# [THE PROBLEM]
With the entries below as the source, tally the lines that contain the string "every" and give the number only.

# [SUPPLIED ENTRIES]

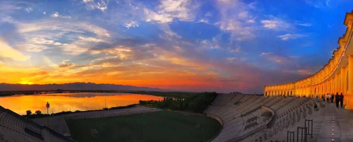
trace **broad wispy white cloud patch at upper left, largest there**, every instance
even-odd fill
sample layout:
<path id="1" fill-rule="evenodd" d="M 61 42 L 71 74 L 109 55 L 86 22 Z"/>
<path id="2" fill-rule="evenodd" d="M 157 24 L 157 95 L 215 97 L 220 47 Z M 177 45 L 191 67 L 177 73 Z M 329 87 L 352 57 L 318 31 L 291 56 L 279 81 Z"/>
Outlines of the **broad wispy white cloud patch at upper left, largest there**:
<path id="1" fill-rule="evenodd" d="M 72 22 L 67 19 L 40 20 L 36 23 L 19 23 L 18 32 L 24 36 L 25 41 L 18 44 L 23 51 L 39 52 L 44 49 L 59 49 L 65 54 L 80 54 L 98 42 L 110 43 L 110 34 L 106 29 L 86 23 Z M 84 37 L 82 33 L 92 32 L 94 36 Z M 71 43 L 57 42 L 65 38 Z"/>

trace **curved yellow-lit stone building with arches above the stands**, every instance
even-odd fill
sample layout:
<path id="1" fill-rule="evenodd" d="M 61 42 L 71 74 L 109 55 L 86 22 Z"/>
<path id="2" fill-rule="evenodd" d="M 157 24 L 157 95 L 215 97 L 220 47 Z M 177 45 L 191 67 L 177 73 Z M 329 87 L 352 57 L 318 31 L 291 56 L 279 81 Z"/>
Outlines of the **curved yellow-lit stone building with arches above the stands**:
<path id="1" fill-rule="evenodd" d="M 322 69 L 301 80 L 265 86 L 264 95 L 320 95 L 321 98 L 323 94 L 339 92 L 345 95 L 345 108 L 353 109 L 353 10 L 346 13 L 343 24 L 347 26 L 346 33 L 338 39 L 339 47 Z"/>

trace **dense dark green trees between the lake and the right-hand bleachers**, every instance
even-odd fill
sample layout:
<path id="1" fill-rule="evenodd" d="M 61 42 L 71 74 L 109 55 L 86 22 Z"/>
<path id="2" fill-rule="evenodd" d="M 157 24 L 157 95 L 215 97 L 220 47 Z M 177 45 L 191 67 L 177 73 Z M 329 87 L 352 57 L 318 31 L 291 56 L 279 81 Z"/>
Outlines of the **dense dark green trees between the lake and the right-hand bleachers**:
<path id="1" fill-rule="evenodd" d="M 163 100 L 140 100 L 140 105 L 148 105 L 156 108 L 166 108 L 179 111 L 191 111 L 203 113 L 217 97 L 216 92 L 203 92 L 190 95 L 186 98 L 181 97 L 163 97 Z"/>

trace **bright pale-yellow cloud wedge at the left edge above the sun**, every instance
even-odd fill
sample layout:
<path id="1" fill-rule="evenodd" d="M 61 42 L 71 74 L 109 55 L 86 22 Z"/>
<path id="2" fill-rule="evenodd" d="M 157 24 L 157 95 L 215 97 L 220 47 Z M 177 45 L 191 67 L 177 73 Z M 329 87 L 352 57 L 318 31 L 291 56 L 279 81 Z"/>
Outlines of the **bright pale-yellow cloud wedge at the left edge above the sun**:
<path id="1" fill-rule="evenodd" d="M 0 39 L 0 49 L 1 49 L 0 50 L 0 57 L 9 57 L 15 61 L 25 61 L 29 58 L 29 57 L 23 55 L 22 53 L 20 53 L 19 51 L 10 47 L 10 45 L 8 45 L 2 39 Z"/>

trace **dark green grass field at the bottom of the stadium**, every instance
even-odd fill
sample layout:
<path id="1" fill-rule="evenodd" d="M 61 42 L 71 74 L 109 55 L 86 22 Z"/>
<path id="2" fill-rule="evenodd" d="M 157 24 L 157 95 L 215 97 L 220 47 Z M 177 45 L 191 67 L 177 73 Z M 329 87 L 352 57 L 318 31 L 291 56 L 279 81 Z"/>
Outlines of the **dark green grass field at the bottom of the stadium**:
<path id="1" fill-rule="evenodd" d="M 78 142 L 206 142 L 221 129 L 210 117 L 157 111 L 136 115 L 67 120 Z M 96 129 L 98 138 L 93 138 Z"/>

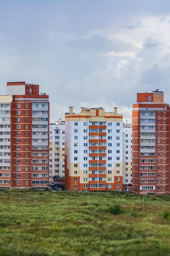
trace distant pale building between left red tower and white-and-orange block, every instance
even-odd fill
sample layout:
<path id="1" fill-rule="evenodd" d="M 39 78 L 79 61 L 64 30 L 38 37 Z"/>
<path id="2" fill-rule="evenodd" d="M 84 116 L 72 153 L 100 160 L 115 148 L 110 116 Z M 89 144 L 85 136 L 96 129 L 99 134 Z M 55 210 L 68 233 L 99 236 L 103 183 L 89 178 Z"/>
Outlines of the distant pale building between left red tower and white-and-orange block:
<path id="1" fill-rule="evenodd" d="M 60 119 L 50 124 L 50 179 L 64 178 L 65 121 Z"/>

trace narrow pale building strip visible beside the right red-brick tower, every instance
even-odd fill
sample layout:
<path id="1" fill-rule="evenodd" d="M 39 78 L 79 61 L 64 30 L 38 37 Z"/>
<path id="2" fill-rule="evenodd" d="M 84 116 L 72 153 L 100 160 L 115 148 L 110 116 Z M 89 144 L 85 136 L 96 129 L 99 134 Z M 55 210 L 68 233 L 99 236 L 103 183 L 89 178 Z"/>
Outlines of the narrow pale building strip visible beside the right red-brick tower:
<path id="1" fill-rule="evenodd" d="M 132 186 L 132 125 L 123 124 L 123 184 Z"/>

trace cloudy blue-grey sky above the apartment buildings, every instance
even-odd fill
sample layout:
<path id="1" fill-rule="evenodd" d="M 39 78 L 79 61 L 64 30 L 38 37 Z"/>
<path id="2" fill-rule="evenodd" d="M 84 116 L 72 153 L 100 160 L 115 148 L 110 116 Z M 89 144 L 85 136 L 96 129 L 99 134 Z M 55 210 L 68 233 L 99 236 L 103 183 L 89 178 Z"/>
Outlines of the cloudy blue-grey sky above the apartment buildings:
<path id="1" fill-rule="evenodd" d="M 69 106 L 129 123 L 137 92 L 170 103 L 170 1 L 0 0 L 0 94 L 11 81 L 49 94 L 51 123 Z"/>

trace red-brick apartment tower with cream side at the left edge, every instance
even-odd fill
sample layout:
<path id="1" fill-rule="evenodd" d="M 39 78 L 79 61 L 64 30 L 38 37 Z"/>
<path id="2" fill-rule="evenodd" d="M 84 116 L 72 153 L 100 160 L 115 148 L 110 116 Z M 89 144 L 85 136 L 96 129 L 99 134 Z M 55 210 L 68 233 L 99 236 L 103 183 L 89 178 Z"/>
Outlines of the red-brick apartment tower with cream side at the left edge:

# [EXPECTED ANSWER]
9